- _Directions_
Reproduce each line from the records that holds "grass".

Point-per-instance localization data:
*** Block opens ***

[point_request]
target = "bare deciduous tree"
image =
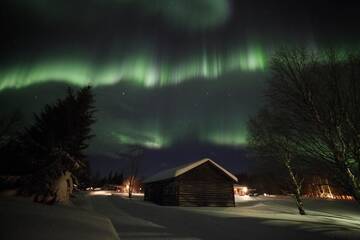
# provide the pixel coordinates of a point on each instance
(268, 137)
(318, 97)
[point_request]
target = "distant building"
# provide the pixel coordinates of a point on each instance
(201, 183)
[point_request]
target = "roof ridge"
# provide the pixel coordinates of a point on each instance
(179, 170)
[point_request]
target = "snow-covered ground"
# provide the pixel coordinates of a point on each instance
(23, 219)
(108, 215)
(253, 218)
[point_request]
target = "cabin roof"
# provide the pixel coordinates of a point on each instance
(177, 171)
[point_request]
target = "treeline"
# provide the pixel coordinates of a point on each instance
(50, 147)
(310, 123)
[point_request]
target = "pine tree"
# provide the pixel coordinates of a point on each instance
(55, 143)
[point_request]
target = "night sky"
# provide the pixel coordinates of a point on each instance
(179, 77)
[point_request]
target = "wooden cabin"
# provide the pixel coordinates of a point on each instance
(201, 183)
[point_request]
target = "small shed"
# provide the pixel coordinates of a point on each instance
(200, 183)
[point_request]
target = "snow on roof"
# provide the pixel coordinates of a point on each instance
(177, 171)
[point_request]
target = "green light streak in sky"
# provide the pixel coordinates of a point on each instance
(141, 68)
(149, 140)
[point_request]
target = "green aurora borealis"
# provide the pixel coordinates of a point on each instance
(165, 72)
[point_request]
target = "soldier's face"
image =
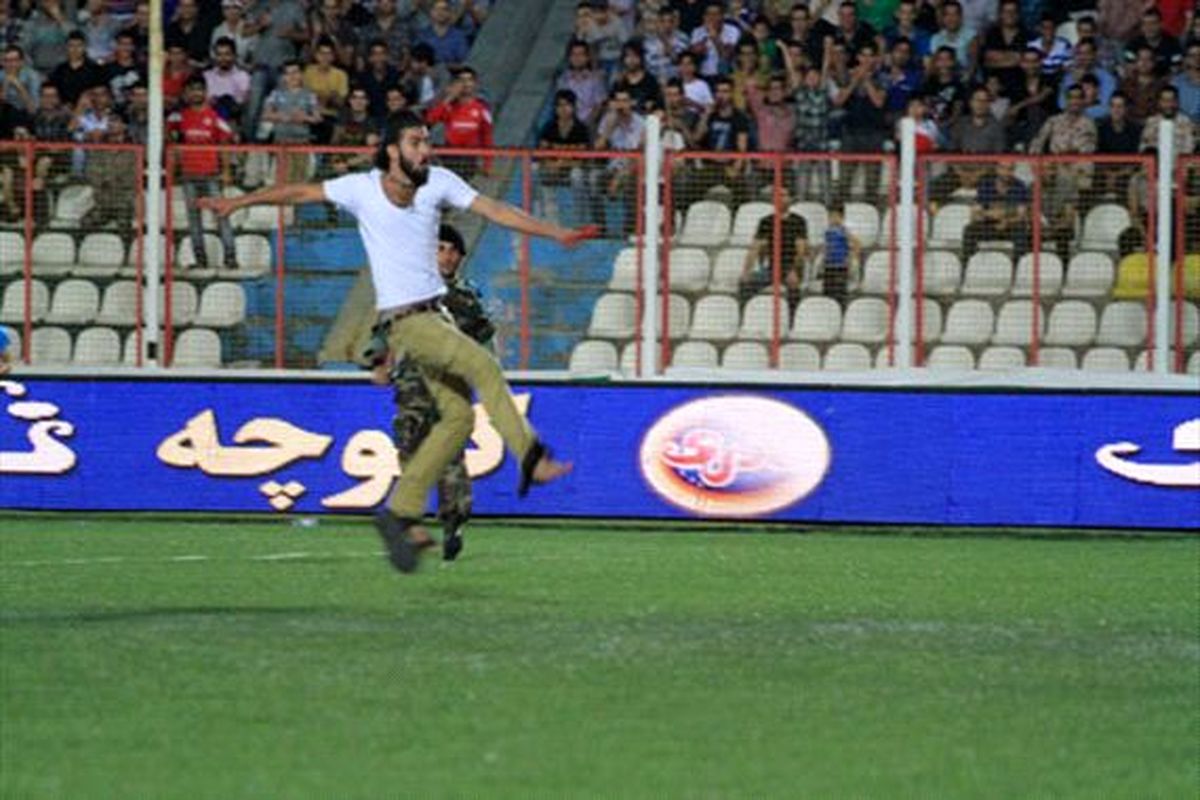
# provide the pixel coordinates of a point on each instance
(448, 259)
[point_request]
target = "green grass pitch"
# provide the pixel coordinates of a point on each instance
(201, 659)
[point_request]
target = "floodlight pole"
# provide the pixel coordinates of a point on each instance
(1164, 260)
(154, 205)
(904, 242)
(652, 174)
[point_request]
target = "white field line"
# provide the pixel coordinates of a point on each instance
(192, 558)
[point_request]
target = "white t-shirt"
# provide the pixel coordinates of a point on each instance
(401, 244)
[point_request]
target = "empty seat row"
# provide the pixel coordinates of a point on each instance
(78, 301)
(720, 318)
(101, 347)
(103, 254)
(709, 223)
(601, 356)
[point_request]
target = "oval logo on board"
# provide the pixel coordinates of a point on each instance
(735, 456)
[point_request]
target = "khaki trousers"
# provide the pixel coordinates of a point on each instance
(454, 365)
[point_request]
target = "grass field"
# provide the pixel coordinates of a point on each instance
(159, 659)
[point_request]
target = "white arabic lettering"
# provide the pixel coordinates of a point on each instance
(1115, 458)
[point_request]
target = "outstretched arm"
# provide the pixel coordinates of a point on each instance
(283, 194)
(503, 214)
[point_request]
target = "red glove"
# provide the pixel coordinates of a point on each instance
(581, 235)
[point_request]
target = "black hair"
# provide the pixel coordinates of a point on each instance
(450, 235)
(397, 124)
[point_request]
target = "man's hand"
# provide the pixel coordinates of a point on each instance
(219, 205)
(575, 236)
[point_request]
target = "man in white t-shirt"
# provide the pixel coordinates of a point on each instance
(399, 208)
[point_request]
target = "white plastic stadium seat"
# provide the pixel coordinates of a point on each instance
(53, 253)
(715, 319)
(1122, 324)
(695, 355)
(1089, 275)
(1002, 358)
(989, 274)
(943, 274)
(745, 221)
(12, 308)
(867, 320)
(253, 256)
(101, 254)
(593, 355)
(847, 356)
(76, 302)
(759, 318)
(1102, 227)
(816, 218)
(214, 251)
(876, 274)
(197, 347)
(727, 270)
(624, 271)
(951, 356)
(119, 305)
(1072, 324)
(817, 319)
(72, 205)
(613, 317)
(184, 304)
(1105, 359)
(12, 252)
(1057, 358)
(222, 305)
(688, 270)
(707, 224)
(1014, 324)
(863, 221)
(678, 317)
(1049, 275)
(745, 355)
(97, 347)
(948, 224)
(49, 346)
(969, 322)
(799, 356)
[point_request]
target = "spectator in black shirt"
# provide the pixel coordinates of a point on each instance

*** Block closes ***

- _Response to the exercise_
target = "green grass pitch"
target = "grass field"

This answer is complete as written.